Instructions to follow:
Copy the entries below in full, keeping them exactly as they are.

[Data entries]
Content starts

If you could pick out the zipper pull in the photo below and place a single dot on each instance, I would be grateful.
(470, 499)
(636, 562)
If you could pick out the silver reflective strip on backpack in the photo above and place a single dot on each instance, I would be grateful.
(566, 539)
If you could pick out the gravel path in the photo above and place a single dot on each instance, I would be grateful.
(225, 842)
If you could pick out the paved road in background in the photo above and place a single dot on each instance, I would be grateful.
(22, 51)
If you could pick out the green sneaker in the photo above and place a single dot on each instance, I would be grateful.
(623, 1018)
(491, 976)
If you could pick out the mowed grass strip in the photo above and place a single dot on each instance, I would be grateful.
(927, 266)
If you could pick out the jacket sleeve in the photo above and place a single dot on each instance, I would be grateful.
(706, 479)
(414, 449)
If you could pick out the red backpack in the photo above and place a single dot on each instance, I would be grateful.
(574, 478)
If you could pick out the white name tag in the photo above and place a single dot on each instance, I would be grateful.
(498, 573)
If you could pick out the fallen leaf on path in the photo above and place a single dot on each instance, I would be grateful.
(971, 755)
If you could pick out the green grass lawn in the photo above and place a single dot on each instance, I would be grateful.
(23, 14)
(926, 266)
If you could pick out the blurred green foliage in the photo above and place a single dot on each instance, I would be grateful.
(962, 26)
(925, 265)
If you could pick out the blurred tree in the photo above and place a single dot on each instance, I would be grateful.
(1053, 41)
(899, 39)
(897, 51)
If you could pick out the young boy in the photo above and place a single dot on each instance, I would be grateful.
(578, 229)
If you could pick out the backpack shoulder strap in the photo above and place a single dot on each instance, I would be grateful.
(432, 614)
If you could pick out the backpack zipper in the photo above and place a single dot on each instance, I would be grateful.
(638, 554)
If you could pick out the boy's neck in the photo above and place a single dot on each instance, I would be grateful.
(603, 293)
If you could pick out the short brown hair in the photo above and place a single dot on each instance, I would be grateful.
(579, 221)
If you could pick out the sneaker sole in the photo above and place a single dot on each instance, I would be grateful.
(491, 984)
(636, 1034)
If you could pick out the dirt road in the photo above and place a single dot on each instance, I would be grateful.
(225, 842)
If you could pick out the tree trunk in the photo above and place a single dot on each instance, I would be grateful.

Content ends

Result for this task:
If you could pick out the zipper pull in the photo below and place a single dot on each instance, I would be grateful.
(470, 499)
(636, 562)
If you could pick out the silver reflective strip on backpack in the photo above and place a single dot on each instance, I would be grateful.
(566, 539)
If you could pick out the gravel path in the photo above and place a single dot on each instance, I would be grateful.
(225, 842)
If you could pick out the paved road in background in the photo above and place a single dot on each instance, I would be grateful.
(22, 51)
If you could pick out the green sneaker in the photo above and place a single dot on each instance, I would be grateful.
(623, 1018)
(491, 976)
If you could pick out the mowed grass strip in the photo above and place a single dot on each instance, I would be grateful.
(927, 266)
If you could pick out the jacket sleeve in the photo above and place a single dot on each instance, I would be grateful.
(706, 479)
(414, 449)
If you could pick out the red backpack in the photo above and place a single dot on each instance, I would be grateful.
(574, 478)
If you could pick out the white name tag in the photo above and place a single dot on each instance, I would be grateful.
(498, 573)
If you could pick out the fallen leaf on path in the photo above and place a single dot on each instance, I would be grateful.
(971, 755)
If you could pick out the green grass lawn in the photo above and place a single dot on each instance, I would be grateful.
(23, 14)
(926, 266)
If you could pick out the blurred green foliage in the photo above and place a single dot on each instance, I would be grateful.
(962, 26)
(925, 265)
If you could pick out the blurred tree in the photo above and place a single dot on each instance, I would be grateful.
(1053, 41)
(899, 39)
(897, 51)
If you could pick out the young boy in the photo above and place a single dot on each instance, I would be grateful.
(578, 229)
If you could pick out the backpack shoulder strap in the photo above and place a single dot on each instance, I would be grateful.
(432, 614)
If you could pick out the backpack zipper in the photo above and place a single dot on each instance, I would be grateful.
(638, 554)
If you could pick out the boy's neck in the photo above and place a single dot on each instance, I would be grateful.
(603, 293)
If you could pick out the short brown hair in the photo above and place a single dot on each instance, I would be grateful.
(579, 221)
If you could pick out the sneaker sole in the photo above and place a single dot on each instance, I would be grateful.
(491, 984)
(636, 1034)
If you could pick out the dirt road in the photo above and place a single dot on each instance, I would be grateful.
(225, 842)
If you could pick out the tree trunk in the photo above and place a single dot on each instance, I would be grateful.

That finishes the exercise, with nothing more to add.